SOURCE PASSAGE →
* BEGIN *
C’est partie! The Road trip in France has hit the road – first stop, the Loire. Six passionate communicators from the world of wine, food and travel, have boarded the #Frenchroad trip bus eager to learn how there’s a French wine to suit any style of consumer on any occasion.
First stop of this week-long voyage : Tours, one of the largest towns in the Loire valley. The region stretches from the West coast inland and even down to the central area close to Clermont Ferrand giving space to 80 appellations. This weekend Tours was in full swing with Vitiloire, the city’s annual festival of wine that lines the city’s main streets. Over 130 vigneron and local food producers were bearing the showery weather to meet-and-greet the wine lovers of the region showing them their new vintages and inviting them to visit their wineries. On hand to give the more curious an in-depth introduction to the local tipple, Loire born wine educators (who spoke great English) were on hand to give our road trippers a presentation of how the region uses the main white grape varieties Chenin blanc and Sauvignon blanc to make wines that go from bone dry, drink young beverages to rich, lush sweet wines that can age half a century.
Following the town festival, it was time to put the theory into practice and slightly out of town a winemaker in the appellation of Vouvray. Not unlike many cellars in the area, the bottles were aged in the tunnels carved in the limestone left from the mining of stone to build local residences. The winery made sparkling and still wines with different levels of residual sugar all from grapes grown on its 32 hectares. The Loire is influenced by cold winds from the East and those from the West that blow from the Ocean bringing with them warmer and wetter air. This battering from left and right means that the vintages can vary greatly depending which wind was more dominant over the year. As any weatherman will tell you, global warming over the past decade has changed the weather patterns for everyone and the Loire is no exception. They’ve been dealt a favourable hand though with the maturation period being prolonged meaning more of the grapes are riper and of better quality.
* END *
RECORDS →
* BEGIN *
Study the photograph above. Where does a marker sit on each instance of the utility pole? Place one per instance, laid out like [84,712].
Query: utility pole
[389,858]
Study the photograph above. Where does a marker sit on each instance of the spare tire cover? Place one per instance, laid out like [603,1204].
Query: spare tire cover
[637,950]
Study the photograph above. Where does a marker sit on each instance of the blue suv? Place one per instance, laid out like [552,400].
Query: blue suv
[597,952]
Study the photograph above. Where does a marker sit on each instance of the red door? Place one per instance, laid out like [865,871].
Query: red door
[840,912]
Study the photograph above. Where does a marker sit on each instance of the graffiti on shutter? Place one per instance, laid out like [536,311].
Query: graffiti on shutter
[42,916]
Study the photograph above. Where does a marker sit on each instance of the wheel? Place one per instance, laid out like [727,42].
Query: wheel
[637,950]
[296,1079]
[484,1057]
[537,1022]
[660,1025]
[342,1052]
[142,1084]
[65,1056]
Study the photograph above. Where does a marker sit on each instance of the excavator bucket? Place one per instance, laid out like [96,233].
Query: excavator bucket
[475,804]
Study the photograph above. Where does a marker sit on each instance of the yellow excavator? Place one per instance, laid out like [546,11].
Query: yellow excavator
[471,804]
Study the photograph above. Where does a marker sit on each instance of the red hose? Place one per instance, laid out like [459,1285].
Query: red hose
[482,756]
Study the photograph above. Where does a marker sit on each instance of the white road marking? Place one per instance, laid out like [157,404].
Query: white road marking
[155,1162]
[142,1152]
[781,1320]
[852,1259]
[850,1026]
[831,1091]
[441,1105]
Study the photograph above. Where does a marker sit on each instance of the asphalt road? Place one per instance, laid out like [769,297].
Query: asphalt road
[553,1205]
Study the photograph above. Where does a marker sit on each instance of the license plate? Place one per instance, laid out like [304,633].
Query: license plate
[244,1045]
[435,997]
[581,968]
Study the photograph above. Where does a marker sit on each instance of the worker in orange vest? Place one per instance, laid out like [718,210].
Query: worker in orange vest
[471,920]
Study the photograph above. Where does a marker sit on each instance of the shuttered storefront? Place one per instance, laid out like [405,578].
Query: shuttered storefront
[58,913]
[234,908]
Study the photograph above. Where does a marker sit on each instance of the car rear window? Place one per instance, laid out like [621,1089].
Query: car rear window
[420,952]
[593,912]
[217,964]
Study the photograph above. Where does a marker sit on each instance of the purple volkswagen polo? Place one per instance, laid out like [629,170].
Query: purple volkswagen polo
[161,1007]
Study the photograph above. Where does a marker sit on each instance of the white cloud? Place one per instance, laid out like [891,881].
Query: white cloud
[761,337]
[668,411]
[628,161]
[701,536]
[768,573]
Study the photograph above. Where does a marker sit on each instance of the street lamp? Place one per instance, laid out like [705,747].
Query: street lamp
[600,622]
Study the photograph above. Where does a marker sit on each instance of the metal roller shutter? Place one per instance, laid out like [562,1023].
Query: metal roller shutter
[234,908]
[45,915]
* END *
INSTRUCTION →
Extend the account of the French wine road trip through the Loire, starting after its final sentence.

EXPECTED ANSWER →
Even if the grapes are able to mature more consistently now, the producers here, by their own admission, have come to realize that they have to start listening to the consumers and react to their tastes. Gone are the days when having Made in France on a label would convince a doubtful customer, the new generation of wine drinkers are hankering after white wines that are accessible, easy-drinking and dry. These factors have pushed more and more producers of this appellation known for its sparkling wines in the domestic market to make dry wines that are young and easy to drink.
Dinner with local winemakers and we were treated to one of the region’s other well-known appellations – Anjou. Anjou and Anjou villages are some of the many wines that make up the middle Loire and are made from Cabernet Franc, Cabernet Sauvignon and local grape Pineau D’Aunis. The Pineau is a versatile grape used to make white, rose and red wines either still or sparkling. In the Anjou it adds a touch of spiciness to the wines.
Day two and we were heading west to the beautiful village of Monsoreau to explore how the region focuses on the natural aspect of its wine industry. What better way to explore this than by bike through the vineyards, past the lodge des vignes (stone houses made for the farming equipment and to offer shelter to vine dressers that had travelled far to work in the fields) and the windmills, lead by the president of the Saumur Champigny region to see how the locals treat Mother Nature. The Loire is one of the regions with the most widespread use of organic farming and we soon managed to get up close to find out how and why.
The appellation Saumur Champigny took the decision twenty years ago (supported unanimously by the wine producers) to prohibit the use of weed killer on 100% of their land. Instead this is restricted to area just below the vines leaving the area between and at the end of the vines (the tournant) to be covered with grass and flowers. These grasses and flowers attract insects, animals and force the vines to dig deeper to find the nutrients they need through their productive cycle. Over the years nature has worked its way and the variety of the flora and fauna of the area has exploded. The evolution of the biodiversity of the area is testament to the low use of chemicals in the area.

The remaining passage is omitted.